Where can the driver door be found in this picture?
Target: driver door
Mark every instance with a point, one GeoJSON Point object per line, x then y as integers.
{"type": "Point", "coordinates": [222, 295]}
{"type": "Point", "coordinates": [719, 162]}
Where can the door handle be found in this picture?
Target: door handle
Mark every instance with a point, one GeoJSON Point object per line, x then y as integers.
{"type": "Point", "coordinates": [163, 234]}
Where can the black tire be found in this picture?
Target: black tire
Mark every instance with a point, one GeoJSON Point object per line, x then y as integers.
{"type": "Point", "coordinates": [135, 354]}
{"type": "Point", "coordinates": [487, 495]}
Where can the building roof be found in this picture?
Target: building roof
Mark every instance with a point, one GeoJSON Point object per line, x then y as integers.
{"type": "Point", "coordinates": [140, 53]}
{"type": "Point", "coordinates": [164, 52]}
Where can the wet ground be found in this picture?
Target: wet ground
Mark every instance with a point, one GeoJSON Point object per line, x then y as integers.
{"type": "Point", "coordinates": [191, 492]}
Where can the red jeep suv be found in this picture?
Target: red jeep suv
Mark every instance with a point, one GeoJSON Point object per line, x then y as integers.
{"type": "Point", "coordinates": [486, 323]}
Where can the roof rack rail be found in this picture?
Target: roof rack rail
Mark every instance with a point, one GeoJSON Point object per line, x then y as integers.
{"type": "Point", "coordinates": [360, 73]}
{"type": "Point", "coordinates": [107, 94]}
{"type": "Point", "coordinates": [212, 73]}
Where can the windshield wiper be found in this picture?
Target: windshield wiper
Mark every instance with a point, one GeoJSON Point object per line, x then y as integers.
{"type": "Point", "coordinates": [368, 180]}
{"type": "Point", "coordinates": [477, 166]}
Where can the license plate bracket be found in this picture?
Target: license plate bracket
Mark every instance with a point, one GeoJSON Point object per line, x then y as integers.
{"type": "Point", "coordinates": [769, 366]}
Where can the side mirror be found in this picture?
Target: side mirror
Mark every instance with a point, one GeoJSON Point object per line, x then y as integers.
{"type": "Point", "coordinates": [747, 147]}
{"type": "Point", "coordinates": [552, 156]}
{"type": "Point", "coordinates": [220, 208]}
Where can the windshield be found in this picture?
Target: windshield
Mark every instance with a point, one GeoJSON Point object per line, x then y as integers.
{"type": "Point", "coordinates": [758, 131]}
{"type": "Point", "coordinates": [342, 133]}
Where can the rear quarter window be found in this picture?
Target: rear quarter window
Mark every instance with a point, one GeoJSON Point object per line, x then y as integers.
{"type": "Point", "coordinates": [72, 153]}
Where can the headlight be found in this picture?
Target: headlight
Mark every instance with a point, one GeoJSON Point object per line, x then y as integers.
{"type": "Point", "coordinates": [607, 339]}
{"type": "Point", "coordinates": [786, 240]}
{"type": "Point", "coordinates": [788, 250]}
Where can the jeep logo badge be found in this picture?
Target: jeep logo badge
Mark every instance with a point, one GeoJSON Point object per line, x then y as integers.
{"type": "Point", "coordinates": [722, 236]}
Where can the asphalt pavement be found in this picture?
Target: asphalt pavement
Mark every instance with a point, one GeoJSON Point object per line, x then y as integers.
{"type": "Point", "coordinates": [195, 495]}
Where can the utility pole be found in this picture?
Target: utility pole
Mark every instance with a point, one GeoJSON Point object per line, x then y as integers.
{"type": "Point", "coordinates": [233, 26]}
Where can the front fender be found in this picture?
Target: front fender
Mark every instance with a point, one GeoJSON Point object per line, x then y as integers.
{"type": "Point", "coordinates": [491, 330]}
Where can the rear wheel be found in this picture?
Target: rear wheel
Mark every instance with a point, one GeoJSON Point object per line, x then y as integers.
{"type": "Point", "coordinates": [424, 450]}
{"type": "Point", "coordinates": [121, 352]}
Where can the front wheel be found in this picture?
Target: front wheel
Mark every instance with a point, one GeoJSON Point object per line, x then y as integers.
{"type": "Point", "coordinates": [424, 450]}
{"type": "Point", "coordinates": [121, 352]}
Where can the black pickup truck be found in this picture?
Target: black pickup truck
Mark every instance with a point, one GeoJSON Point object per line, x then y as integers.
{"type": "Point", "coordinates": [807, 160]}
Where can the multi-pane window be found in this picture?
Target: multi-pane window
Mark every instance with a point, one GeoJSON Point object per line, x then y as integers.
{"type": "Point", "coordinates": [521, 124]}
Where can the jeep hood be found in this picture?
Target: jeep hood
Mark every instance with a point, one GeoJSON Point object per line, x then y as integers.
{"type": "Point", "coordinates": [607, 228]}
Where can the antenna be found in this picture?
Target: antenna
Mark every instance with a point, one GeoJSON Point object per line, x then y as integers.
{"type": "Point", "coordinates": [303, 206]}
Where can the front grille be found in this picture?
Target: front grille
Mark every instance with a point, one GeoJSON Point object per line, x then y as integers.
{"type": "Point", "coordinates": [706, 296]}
◆ ◆ ◆ ◆ ◆ ◆ ◆
WORK INSTRUCTION:
The answer should be an exact reproduction of all the entries.

FINISHED EXERCISE:
Where can the driver door be found in this picture?
Target: driver door
Mark every instance with a point, one GeoJSON Point object per line, x then y as integers.
{"type": "Point", "coordinates": [222, 295]}
{"type": "Point", "coordinates": [719, 162]}
Where can the door handle be found in this picture?
Target: door handle
Mark every instance with a point, one GeoJSON Point object per line, x then y as integers.
{"type": "Point", "coordinates": [163, 234]}
Where can the black tire be found in this picture?
Target: black tire
Mark every instance with a point, one GeoJSON Point object per line, x then y as integers.
{"type": "Point", "coordinates": [135, 354]}
{"type": "Point", "coordinates": [487, 495]}
Where can the building roof be found in this picture?
Target: building roof
Mark every instance with a point, one GeoJSON Point object per line, x then y as integers.
{"type": "Point", "coordinates": [140, 53]}
{"type": "Point", "coordinates": [164, 52]}
Where can the wet ground be found in this picture?
Target: wet ground
Mark every instance with a point, one GeoJSON Point object per line, x then y as integers.
{"type": "Point", "coordinates": [191, 492]}
Where can the red jeep suv be found in this picture?
Target: red jeep suv
Mark every instance with a point, one GeoJSON Point object per line, x then y as integers.
{"type": "Point", "coordinates": [486, 323]}
Where can the roof rack rail be found in this picture?
Target: roof rack rail
Mark every instance with a point, one GeoJSON Point object per line, x then y as integers.
{"type": "Point", "coordinates": [360, 73]}
{"type": "Point", "coordinates": [107, 94]}
{"type": "Point", "coordinates": [212, 73]}
Where can the windshield wiper be found in this picture?
Target: windshield wiper
Mark every instance with a point, one GeoJSON Point object per line, x then y as integers.
{"type": "Point", "coordinates": [368, 180]}
{"type": "Point", "coordinates": [477, 166]}
Where can the license plate bracket be found in this picture?
Target: license plate bracket
Mark every instance with a point, one GeoJSON Point object per line, x then y as integers.
{"type": "Point", "coordinates": [769, 366]}
Where can the side mirror be found in this picture?
Target: side mirror
Mark every instance with a point, one GeoJSON Point object per line, x then y as integers.
{"type": "Point", "coordinates": [747, 147]}
{"type": "Point", "coordinates": [552, 156]}
{"type": "Point", "coordinates": [220, 208]}
Where can the windshield be found in this picture?
Target: windshield
Mark every instance with a point, one GeoJSON Point object per line, x then y as integers.
{"type": "Point", "coordinates": [758, 131]}
{"type": "Point", "coordinates": [342, 133]}
Where can the rear quarter window be found in this picture?
Target: rear quarter window
Mark every instance with a point, one GeoJSON Point object per line, x then y as integers.
{"type": "Point", "coordinates": [72, 153]}
Where can the headlight be found in this picture?
Target: headlight
Mark every instance with a point, one GeoJSON Point object per line, x then y as integers.
{"type": "Point", "coordinates": [607, 339]}
{"type": "Point", "coordinates": [786, 240]}
{"type": "Point", "coordinates": [788, 250]}
Where can the jeep logo badge be found in this picture?
Target: jeep logo badge
Mark every instance with a point, one GeoJSON Point object per line, x then y as integers.
{"type": "Point", "coordinates": [722, 236]}
Where can the asphalt pavement be found in this picture?
Target: asphalt pavement
Mark every instance with a point, one GeoJSON Point object per line, x then y as integers.
{"type": "Point", "coordinates": [195, 495]}
Where can the utility pole be found in this picture?
Target: utility pole
Mark every instance with a point, one GeoJSON Point object per line, x then y as integers.
{"type": "Point", "coordinates": [233, 26]}
Where can the front fender be found in this picture?
Target: front fender
Mark every instance with a point, one GeoJSON Point object per line, x then y as integers.
{"type": "Point", "coordinates": [491, 330]}
Where can the rear wheel be found in this picture?
Target: rear wheel
Mark every instance with a point, one GeoJSON Point object per line, x then y as integers.
{"type": "Point", "coordinates": [424, 450]}
{"type": "Point", "coordinates": [121, 352]}
Where can the front wheel be found in this picture?
Target: front wheel
Mark every instance with a point, one GeoJSON Point object per line, x then y as integers.
{"type": "Point", "coordinates": [424, 450]}
{"type": "Point", "coordinates": [121, 352]}
Where can the black pickup truck be found in this picture?
Target: black pickup truck
Mark every instance with a point, one GeoJSON Point object per line, x then y as integers.
{"type": "Point", "coordinates": [807, 160]}
Where can the multi-pane window be found in this picture?
Target: multi-pane window
Mark every instance with a point, one GeoJSON Point object per line, x then y as integers.
{"type": "Point", "coordinates": [521, 124]}
Where can the jeep hood be found in this picture?
Target: jeep hood
Mark every instance with a point, one GeoJSON Point object per line, x then y as integers.
{"type": "Point", "coordinates": [607, 228]}
Where can the antenna be found in this picture?
Target: antenna
Mark every instance with a point, one GeoJSON Point object per line, x then y as integers.
{"type": "Point", "coordinates": [303, 206]}
Where can the front grille be found in this picture?
Target: front grille
Mark every instance with a point, one GeoJSON Point object per line, x then y as integers.
{"type": "Point", "coordinates": [706, 296]}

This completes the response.